**What to work on**
• 1. From the forum post about a loss that won't converge, output the stretch from "Training sequence" through "X_est = utils.KRU_utils.pose_to_3d(q_i_est,data_3D).to(device)".
• 2. Translate this sentence from the forum post about a loss that won't converge into Spanish: "The loss does not converge after the modification."
• 3. Resume the forum post about a loss that won't converge from the point where it stops.

# start of Provided text

Question from a novice, my neural network loss does not converge

wjk13720041 · September 3, 2022, 3:43pm

I want to train a model where the loss has been increasing before the last modification. The loss does not converge after the modification.

that is my model:

class u_seta(nn.Module):
    def __init__(self, input_dim, output_dim):
        super().__init__()

        self.block = nn.Sequential(
                nn.Linear(input_dim, 256),
                nn.PReLU(),
                nn.Linear(256, 512),
                nn.PReLU(),
                nn.Linear(512,256),
                nn.PReLU(),
                nn.Linear(256, output_dim)
            )

    def forward(self, x):
        out = self.block(x)
        return out

I am using Adam Optimizer:

u_setaNet = utils.KRU_utils.u_seta(75,72).to(device)
optimizer = torch.optim.Adam(u_setaNet.parameters(),lr=0000000000.1)

Training sequence

for now_step in range(n+1):
            if(now_step==0):
                q_i_est = data_3D_pose.clone().to(device)
                X_est = utils.KRU_utils.pose_to_3d(q_i_est,data_3D).to(device)
                x_est = utils.KRU_utils.joint3d_to_2d(X_est,data_3D).to(device)
                Loss = utils.KRU_utils.LossF(x_est,data_2D_keypoint).to(device)
                Loss = Loss.sum(dim=1)

# end of Provided text
# start of Supplied records

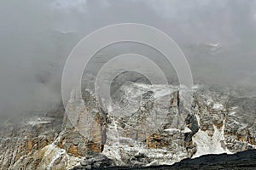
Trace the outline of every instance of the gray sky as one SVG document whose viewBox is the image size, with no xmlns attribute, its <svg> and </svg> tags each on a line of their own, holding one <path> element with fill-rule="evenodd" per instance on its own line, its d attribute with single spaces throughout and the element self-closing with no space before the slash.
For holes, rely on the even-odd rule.
<svg viewBox="0 0 256 170">
<path fill-rule="evenodd" d="M 255 87 L 254 0 L 3 0 L 1 119 L 55 107 L 75 44 L 98 28 L 123 22 L 167 33 L 188 58 L 195 82 Z"/>
</svg>

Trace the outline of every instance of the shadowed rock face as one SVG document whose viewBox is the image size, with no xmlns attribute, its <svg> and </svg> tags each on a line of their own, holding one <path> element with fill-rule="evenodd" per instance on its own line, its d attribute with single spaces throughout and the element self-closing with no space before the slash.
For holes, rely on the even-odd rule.
<svg viewBox="0 0 256 170">
<path fill-rule="evenodd" d="M 246 150 L 234 155 L 207 155 L 195 159 L 185 159 L 172 166 L 154 166 L 148 167 L 108 167 L 92 168 L 93 170 L 189 170 L 189 169 L 241 169 L 249 170 L 256 168 L 256 150 Z M 76 170 L 83 168 L 74 168 Z"/>
<path fill-rule="evenodd" d="M 199 87 L 189 107 L 182 93 L 177 87 L 124 83 L 112 95 L 119 102 L 111 110 L 102 108 L 90 90 L 82 99 L 72 95 L 64 116 L 56 110 L 3 126 L 0 169 L 157 166 L 255 148 L 255 98 Z"/>
</svg>

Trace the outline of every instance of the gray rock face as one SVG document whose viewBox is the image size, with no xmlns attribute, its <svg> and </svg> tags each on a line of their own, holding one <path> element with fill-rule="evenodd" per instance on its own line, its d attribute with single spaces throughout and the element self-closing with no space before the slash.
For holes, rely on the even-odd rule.
<svg viewBox="0 0 256 170">
<path fill-rule="evenodd" d="M 82 99 L 73 95 L 64 117 L 30 116 L 3 126 L 0 169 L 170 165 L 253 149 L 256 98 L 241 96 L 218 87 L 187 92 L 132 82 L 119 85 L 108 105 L 84 90 Z"/>
</svg>

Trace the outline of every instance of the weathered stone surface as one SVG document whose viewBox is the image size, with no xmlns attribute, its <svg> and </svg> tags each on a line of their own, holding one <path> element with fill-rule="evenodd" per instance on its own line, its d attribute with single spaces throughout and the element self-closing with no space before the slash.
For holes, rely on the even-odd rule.
<svg viewBox="0 0 256 170">
<path fill-rule="evenodd" d="M 255 148 L 256 98 L 202 87 L 188 106 L 183 93 L 124 84 L 113 94 L 119 102 L 111 109 L 102 108 L 90 90 L 82 99 L 72 95 L 65 116 L 29 116 L 3 126 L 0 169 L 143 167 Z"/>
</svg>

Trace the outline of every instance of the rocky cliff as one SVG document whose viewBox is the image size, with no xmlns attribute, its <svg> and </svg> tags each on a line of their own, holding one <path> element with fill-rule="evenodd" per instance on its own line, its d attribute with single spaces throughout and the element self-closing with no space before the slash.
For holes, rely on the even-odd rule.
<svg viewBox="0 0 256 170">
<path fill-rule="evenodd" d="M 113 105 L 102 107 L 83 90 L 66 114 L 58 109 L 3 124 L 0 169 L 172 165 L 255 149 L 255 97 L 216 86 L 195 86 L 190 103 L 184 94 L 177 87 L 124 83 L 112 93 Z"/>
</svg>

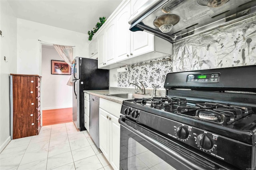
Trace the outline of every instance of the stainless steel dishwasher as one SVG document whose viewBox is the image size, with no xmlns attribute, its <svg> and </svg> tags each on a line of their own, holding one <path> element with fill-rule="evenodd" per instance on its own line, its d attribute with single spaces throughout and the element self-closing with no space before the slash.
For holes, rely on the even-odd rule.
<svg viewBox="0 0 256 170">
<path fill-rule="evenodd" d="M 90 135 L 99 148 L 99 98 L 90 95 Z"/>
</svg>

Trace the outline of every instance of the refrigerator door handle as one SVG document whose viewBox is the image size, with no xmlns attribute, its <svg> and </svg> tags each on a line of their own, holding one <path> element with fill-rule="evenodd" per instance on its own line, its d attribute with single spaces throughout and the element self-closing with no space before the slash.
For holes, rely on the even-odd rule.
<svg viewBox="0 0 256 170">
<path fill-rule="evenodd" d="M 75 93 L 75 94 L 76 95 L 76 98 L 77 99 L 77 95 L 76 95 L 76 80 L 75 80 L 75 81 L 74 82 L 74 92 Z"/>
<path fill-rule="evenodd" d="M 76 79 L 76 76 L 75 76 L 75 73 L 76 72 L 76 63 L 75 63 L 75 65 L 74 66 L 74 70 L 73 70 L 73 75 L 74 76 L 74 79 Z"/>
<path fill-rule="evenodd" d="M 82 65 L 82 58 L 80 58 L 79 59 L 79 65 L 81 66 Z"/>
</svg>

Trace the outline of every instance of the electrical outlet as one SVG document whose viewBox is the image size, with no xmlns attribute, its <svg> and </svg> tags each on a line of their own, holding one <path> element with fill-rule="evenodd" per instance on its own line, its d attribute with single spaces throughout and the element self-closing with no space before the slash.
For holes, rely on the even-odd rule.
<svg viewBox="0 0 256 170">
<path fill-rule="evenodd" d="M 113 76 L 114 77 L 114 81 L 115 82 L 117 82 L 117 76 L 116 76 L 116 74 L 113 74 Z"/>
</svg>

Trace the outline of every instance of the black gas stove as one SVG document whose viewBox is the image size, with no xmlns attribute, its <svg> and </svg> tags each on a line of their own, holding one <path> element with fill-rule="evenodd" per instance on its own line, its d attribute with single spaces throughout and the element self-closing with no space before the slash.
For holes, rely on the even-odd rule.
<svg viewBox="0 0 256 170">
<path fill-rule="evenodd" d="M 211 165 L 202 169 L 255 169 L 256 75 L 256 66 L 168 73 L 166 96 L 124 101 L 119 121 L 184 147 Z"/>
</svg>

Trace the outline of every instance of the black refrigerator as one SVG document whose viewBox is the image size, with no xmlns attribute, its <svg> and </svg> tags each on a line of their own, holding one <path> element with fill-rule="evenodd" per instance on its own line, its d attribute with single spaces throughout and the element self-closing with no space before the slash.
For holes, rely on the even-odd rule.
<svg viewBox="0 0 256 170">
<path fill-rule="evenodd" d="M 77 57 L 72 65 L 73 121 L 80 131 L 84 127 L 84 90 L 109 89 L 109 70 L 98 69 L 98 60 Z"/>
</svg>

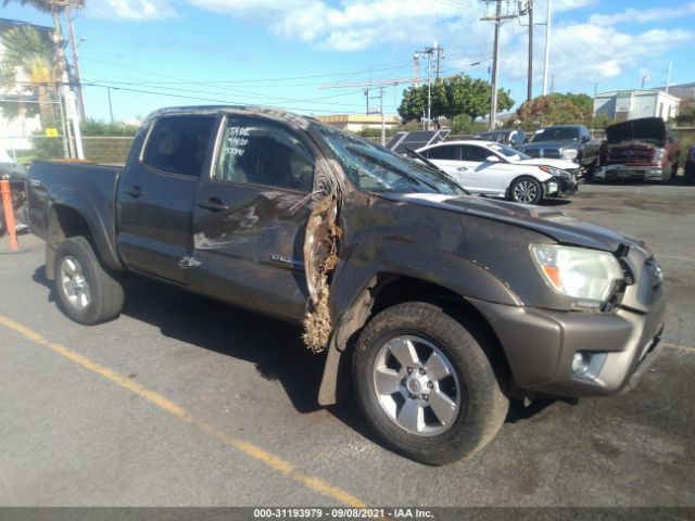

# end of Supplied records

**Per-task outputs**
• 1.
Training sequence

for now_step in range(n+1):
            if(now_step==0):
                q_i_est = data_3D_pose.clone().to(device)
                X_est = utils.KRU_utils.pose_to_3d(q_i_est,data_3D).to(device)

• 2. La pérdida no converge después de la modificación.

• 3.
                X_est = torch.autograd.grad(outputs=Loss,inputs=X_est,grad_outputs=torch.ones_like(Loss))[0]
                X_est = X_est.reshape(X_est.shape[0],-1).to(device)
                Loss = Loss.detach()

            else:
                
                q_i_est = q_i_est.detach()
                X_est.requires_grad = True

                q_i_est_alter = u_setaNet(X_est) 
                
                q_i_est = q_i_est + q_i_est_alter

                X_est = utils.KRU_utils.pose_to_3d(q_i_est,data_3D).to(device)
                x_est = utils.KRU_utils.joint3d_to_2d(X_est,data_3D).to(device)

                Loss = utils.KRU_utils.LossF(x_est,data_2D_keypoint).to(device)
                Loss = Loss.sum(dim=1)
                
                optimizer.zero_grad()
                X_est = torch.autograd.grad(outputs=Loss,inputs=X_est,grad_outputs=torch.ones_like(Loss))[0]
                optimizer.step()

                X_est = X_est.reshape(X_est.shape[0],-1).to(device)
                Loss = Loss.detach()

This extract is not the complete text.